The records underneath are to be repeated exactly, with the pictures left out.

Saved data entries:
— start —

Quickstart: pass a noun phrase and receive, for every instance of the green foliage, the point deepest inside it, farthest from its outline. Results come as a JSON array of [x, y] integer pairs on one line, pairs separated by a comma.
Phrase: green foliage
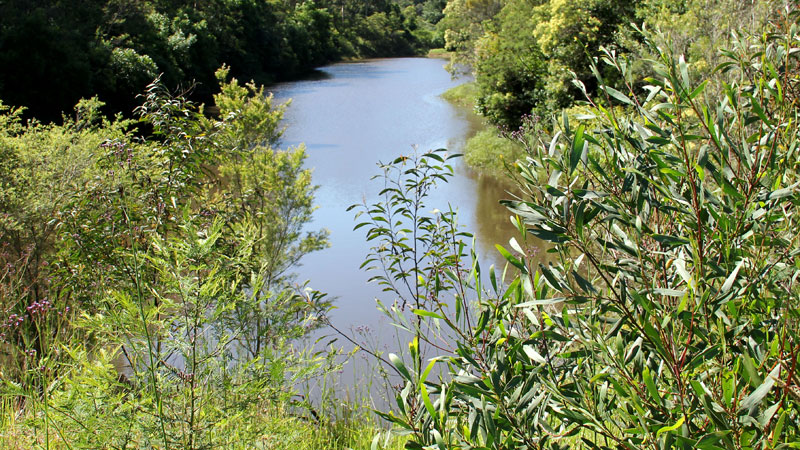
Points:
[[490, 152], [54, 53], [670, 318], [147, 292], [462, 95]]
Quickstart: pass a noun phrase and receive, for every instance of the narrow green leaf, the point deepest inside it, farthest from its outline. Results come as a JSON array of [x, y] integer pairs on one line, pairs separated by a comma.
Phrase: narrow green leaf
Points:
[[671, 427]]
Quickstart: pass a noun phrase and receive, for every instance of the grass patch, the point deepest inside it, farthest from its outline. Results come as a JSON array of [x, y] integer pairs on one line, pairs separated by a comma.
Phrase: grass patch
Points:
[[22, 430], [462, 95], [439, 53], [488, 152]]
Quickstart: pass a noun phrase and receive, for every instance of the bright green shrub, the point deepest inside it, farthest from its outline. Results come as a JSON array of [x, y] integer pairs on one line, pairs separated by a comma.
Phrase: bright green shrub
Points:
[[671, 317]]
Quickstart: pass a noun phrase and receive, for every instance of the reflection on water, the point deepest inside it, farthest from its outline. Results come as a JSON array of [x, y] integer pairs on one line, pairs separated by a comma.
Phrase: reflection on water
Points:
[[352, 118]]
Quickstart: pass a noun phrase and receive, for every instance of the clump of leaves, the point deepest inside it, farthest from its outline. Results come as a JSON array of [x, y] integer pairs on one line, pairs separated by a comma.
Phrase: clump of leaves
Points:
[[670, 319]]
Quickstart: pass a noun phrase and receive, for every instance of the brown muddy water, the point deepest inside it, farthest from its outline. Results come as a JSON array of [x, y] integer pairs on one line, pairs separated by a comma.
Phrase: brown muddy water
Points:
[[352, 116]]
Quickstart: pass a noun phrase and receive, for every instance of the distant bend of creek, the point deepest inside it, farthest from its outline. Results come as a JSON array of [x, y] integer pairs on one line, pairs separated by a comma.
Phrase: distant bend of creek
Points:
[[350, 117]]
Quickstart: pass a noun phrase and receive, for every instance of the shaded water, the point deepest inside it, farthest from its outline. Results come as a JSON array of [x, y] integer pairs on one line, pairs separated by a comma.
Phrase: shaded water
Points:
[[352, 117]]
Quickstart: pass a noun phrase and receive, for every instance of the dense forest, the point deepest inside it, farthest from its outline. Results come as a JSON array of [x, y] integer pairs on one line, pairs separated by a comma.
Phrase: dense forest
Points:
[[147, 295], [54, 53]]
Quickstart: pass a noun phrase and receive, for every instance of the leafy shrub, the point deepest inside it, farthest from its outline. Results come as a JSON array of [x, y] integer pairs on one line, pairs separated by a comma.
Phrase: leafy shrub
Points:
[[671, 317]]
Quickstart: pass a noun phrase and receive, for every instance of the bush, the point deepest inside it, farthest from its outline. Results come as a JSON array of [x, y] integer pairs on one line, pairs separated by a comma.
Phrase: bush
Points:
[[671, 317]]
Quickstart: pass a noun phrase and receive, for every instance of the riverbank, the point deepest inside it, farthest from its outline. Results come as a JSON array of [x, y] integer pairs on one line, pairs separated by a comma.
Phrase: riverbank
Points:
[[486, 151]]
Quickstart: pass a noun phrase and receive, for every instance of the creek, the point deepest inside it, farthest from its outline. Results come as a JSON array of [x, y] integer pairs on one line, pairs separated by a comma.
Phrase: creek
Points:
[[350, 117]]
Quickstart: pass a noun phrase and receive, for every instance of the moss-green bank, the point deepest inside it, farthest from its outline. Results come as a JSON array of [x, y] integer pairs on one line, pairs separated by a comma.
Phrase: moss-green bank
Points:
[[486, 151]]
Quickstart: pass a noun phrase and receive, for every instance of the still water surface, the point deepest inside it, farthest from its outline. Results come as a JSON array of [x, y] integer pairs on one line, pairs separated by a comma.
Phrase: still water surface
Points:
[[350, 118]]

— end —

§ **Solved problem**
Quickstart: pass a noun phrase and receive, for every instance of the green foliage, the point deepest inside it, farthest from its outline. Results come as a JSON array of [x, y] integer pairs on one line, pairs separated by a comma.
Phrase: green foliage
Points:
[[490, 152], [54, 53], [670, 318], [147, 292], [462, 95]]
Quickstart: pass a noun phrase and receive, for every instance of the narrow green leaf, the point deepest inside it, farthest from its outline. Results come as a JSON array of [x, y] integer pairs on one line, pairs separated by a comma.
Phrase: narrow green leaf
Points:
[[671, 427]]
Quickstart: pass a noun phrase and receive, for every instance of the grass patch, the point deepest inside it, farthest from its outline. Results come as a JSON array of [x, y] integer pairs on one line, pairs separated by a comma.
Phrase: grass patch
Points:
[[22, 430], [462, 95], [439, 53], [488, 152]]
Quickstart: pass a noun phrase and receive, for every instance of the bright green shrub, the point deepest inside it, farthest from its outline. Results come as a JSON array of [x, y] integer pairs on one line, pairs separated by a comma.
Phrase: bright green shrub
Points:
[[671, 317]]
Quickstart: pass a noun phrase and receive, for every instance of the reflection on water, the point deepest inside it, farthest from its outline. Results come as a JSON array of [x, y] integer pairs on one line, pairs separated by a comma.
Phrase: reflection on water
Points:
[[352, 118]]
Quickstart: pass a noun phrase and receive, for every instance of the clump of leaves, the point deepest inside it, farthest from its outline. Results come as a JSON array of [x, y] integer pairs on one line, pairs separated by a comma.
Phrase: clump of leaves
Points:
[[670, 319]]
Quickstart: pass a noun phrase and receive, for every instance of the brown muddy water, the point deepest inside it, farthest from its outline. Results come as a JSON array of [x, y] integer pairs on one line, pairs separated by a comma.
Phrase: brown muddy water
Points:
[[352, 116]]
Quickstart: pass a noun phrase and receive, for every instance of the distant bend of creek, the point deepest inside it, farthest from its outline. Results come as a JSON array of [x, y] integer pairs on one line, pairs separated by a comma.
Phrase: distant bend of creek
Points:
[[350, 117]]
Quickstart: pass a noun phrase and receive, for every instance of the shaded water, the point deepest inside it, farthest from its outline. Results come as a JSON array of [x, y] integer pairs on one line, pairs separated by a comma.
Phrase: shaded water
Points:
[[352, 117]]
Quickstart: pass a noun phrase and receive, for every instance of the dense forest, the point deepest inside it, farthest from its outline. Results come as a JSON array of [x, y] integer pairs on one line, pairs separated by a comma.
Phrase: dense forest
Points:
[[147, 295], [54, 53]]
Quickstart: pass a noun phrase and receive, for every instance of the leafy shrub, the point deepest inside it, farthest from its outline. Results come as a JSON array of [x, y] integer pairs on one line, pairs separated by a comma.
Phrase: leafy shrub
Points:
[[671, 317]]
Quickstart: pass a noun phrase and receive, for every instance of the bush, the point deepest inside it, farthest from its outline. Results come as a JSON array of [x, y] integer pairs on one line, pairs separated by a comma.
Phrase: bush
Points:
[[671, 317]]
Quickstart: pass a noun phrase and receive, for every instance of the riverbank, the point deepest inside it, farthest from its outline. Results come as a JSON array of [x, y] integer pairs on one line, pairs separated by a comma.
Phrase: riverbank
Points:
[[486, 151]]
Quickstart: pass a noun phrase and receive, for every instance of the creek, the point deepest inside it, farthest from its outline. Results come as a JSON array of [x, y] integer pairs on one line, pairs separated by a comma.
Phrase: creek
Points:
[[350, 117]]
Quickstart: pass a noun phrase and receive, for every instance of the moss-green bank, the point deepest inside it, farthest from its outline. Results come as a JSON array of [x, y] integer pairs on one line, pairs separated by a comma.
Phrase: moss-green bank
Points:
[[486, 151]]
Quickstart: pass a noun phrase and receive, for every instance of the still water surface, the point deepest inside it, farthest from its outline. Results come as a JSON array of [x, y] integer pairs on one line, pairs separated by a comma.
Phrase: still water surface
Points:
[[350, 118]]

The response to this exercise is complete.